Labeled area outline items
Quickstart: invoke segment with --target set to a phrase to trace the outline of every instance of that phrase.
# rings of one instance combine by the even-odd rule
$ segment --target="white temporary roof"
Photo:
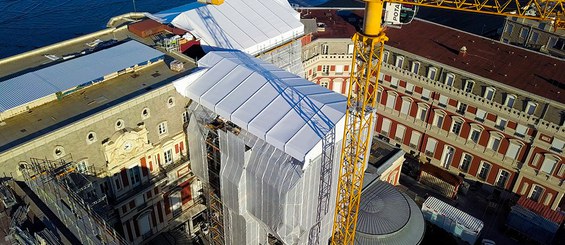
[[[255,55],[304,34],[299,13],[286,0],[192,2],[149,17],[190,31],[201,38],[205,51],[237,49]]]
[[[212,51],[198,65],[174,82],[179,93],[298,160],[321,138],[269,80],[306,95],[334,125],[345,115],[343,95],[240,51]]]
[[[483,221],[465,213],[435,197],[428,197],[426,201],[422,204],[422,211],[428,211],[432,213],[438,213],[451,220],[457,222],[457,224],[462,225],[465,229],[469,231],[474,231],[475,233],[481,232],[483,229]]]
[[[129,41],[1,81],[0,112],[89,83],[163,55],[137,41]]]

* **Your instructions**: Copy all the lines above word for word, but leave the pictures out of your answer.

* **The answer**:
Quickstart: invoke segment with --target set to a phrase to trace the outline of every instance of that phrase.
# rings of one instance combine by the even-odd rule
$ segment --target="white temporary roof"
Photo:
[[[255,55],[304,34],[299,13],[286,0],[192,2],[149,17],[190,31],[201,38],[205,51],[237,49]]]
[[[212,51],[198,65],[174,82],[179,93],[298,160],[321,138],[269,80],[306,95],[334,125],[345,115],[343,95],[240,51]]]
[[[483,221],[465,213],[435,197],[428,197],[426,201],[422,204],[422,211],[428,211],[432,213],[438,213],[451,220],[457,222],[457,224],[462,225],[465,229],[469,231],[474,231],[475,233],[481,232],[483,229]]]
[[[129,41],[1,81],[0,112],[89,83],[163,55],[137,41]]]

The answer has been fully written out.